PROBLEM: Find the line that contains "Target: white cloud". Then set down that line and all the lines after it, to the end of the records, exactly and with nothing added.

PROVIDED ENTRIES:
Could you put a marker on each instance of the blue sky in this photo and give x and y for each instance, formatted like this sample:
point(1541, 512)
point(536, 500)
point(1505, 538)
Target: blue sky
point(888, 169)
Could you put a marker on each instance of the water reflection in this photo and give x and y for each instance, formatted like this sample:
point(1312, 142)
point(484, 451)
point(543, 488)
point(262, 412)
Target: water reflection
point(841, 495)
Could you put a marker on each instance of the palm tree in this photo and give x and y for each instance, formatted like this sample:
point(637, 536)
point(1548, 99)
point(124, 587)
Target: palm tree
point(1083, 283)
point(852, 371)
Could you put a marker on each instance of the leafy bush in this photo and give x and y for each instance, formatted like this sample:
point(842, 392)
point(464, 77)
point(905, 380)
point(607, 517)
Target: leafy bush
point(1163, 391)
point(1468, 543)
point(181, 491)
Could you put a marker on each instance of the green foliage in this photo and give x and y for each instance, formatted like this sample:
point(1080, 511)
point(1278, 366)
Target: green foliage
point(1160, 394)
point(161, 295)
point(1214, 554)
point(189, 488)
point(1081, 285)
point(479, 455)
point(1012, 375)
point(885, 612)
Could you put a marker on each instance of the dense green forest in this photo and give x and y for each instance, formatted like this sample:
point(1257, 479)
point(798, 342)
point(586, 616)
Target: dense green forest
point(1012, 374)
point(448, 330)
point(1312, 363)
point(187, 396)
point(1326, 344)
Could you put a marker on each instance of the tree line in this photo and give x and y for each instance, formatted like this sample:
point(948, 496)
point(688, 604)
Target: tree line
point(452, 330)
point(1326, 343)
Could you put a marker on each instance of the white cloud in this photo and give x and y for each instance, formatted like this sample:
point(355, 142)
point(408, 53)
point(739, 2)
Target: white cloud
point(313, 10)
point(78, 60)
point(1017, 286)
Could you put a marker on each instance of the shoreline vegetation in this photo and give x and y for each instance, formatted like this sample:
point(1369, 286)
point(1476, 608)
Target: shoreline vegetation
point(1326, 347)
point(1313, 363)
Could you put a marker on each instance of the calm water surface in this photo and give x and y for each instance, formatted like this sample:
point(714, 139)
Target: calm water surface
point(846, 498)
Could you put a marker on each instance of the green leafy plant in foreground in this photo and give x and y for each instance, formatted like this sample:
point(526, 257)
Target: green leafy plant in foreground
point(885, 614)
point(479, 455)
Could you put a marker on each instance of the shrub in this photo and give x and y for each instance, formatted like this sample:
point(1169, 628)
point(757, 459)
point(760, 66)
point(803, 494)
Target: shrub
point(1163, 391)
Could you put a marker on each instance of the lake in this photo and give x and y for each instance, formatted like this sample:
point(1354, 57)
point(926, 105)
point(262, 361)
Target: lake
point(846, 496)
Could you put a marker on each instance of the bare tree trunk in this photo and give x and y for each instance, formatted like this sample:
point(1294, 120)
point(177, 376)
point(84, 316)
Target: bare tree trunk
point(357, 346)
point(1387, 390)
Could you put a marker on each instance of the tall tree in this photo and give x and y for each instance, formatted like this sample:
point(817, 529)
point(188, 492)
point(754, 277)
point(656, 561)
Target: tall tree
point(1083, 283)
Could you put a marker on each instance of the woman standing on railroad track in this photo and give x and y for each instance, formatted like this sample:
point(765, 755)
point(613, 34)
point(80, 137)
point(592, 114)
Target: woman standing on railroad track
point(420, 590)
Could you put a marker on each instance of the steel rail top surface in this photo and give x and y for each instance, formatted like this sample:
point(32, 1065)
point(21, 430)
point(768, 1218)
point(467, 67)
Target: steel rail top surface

PROBLEM SOLUTION:
Target: white cloud
point(313, 10)
point(78, 60)
point(1017, 286)
Could you put a marker on each instance of the shoreline vegetation in this photo and give x and y for each instance, formatted like this sample:
point(1369, 286)
point(1476, 608)
Target: shoreline vegetation
point(1326, 347)
point(1313, 363)
Could you put a marker on each instance of the calm water surface in this photo and give x and y for each instance, formatted like this sample:
point(714, 139)
Target: calm water surface
point(846, 498)
Could you put a marker on each instance of the green leafy plant in foreground in this photo and give x and y for each instance, formatted like this sample:
point(526, 257)
Target: green leafy plant in foreground
point(885, 614)
point(479, 455)
Could you put a marker on each instance of the shrub in this photo and give x and y for each instance, formatted like this sample:
point(1169, 628)
point(757, 459)
point(760, 66)
point(803, 494)
Target: shrub
point(1163, 391)
Could you put a marker on each instance of the lake in this photo and give x and y for each instance, formatted like this sample:
point(1354, 57)
point(926, 105)
point(262, 361)
Target: lake
point(846, 496)
Could you put a marker on each instance of the bare tree trunk in this photo and give x and y for each instance, formatted like this sample:
point(1294, 120)
point(177, 376)
point(84, 316)
Target: bare tree trunk
point(357, 346)
point(1387, 390)
Could you put a marker on each instance of the tall tree in this photo and give x and y for each instance, formatted like this sample:
point(817, 529)
point(188, 492)
point(754, 277)
point(656, 561)
Target: tall tree
point(1083, 283)
Could you put a marker on each instance of the woman standing on railroad track in this photo and give x and y for each instance, formatted like this sample:
point(765, 755)
point(613, 34)
point(80, 137)
point(592, 114)
Target: woman standing on railroad track
point(420, 590)
Could you put a marker on each instance of the steel rail top surface in this photo and give x and y for each instance, formatted like this sample:
point(32, 1065)
point(21, 430)
point(768, 1218)
point(467, 67)
Target: steel rail top surface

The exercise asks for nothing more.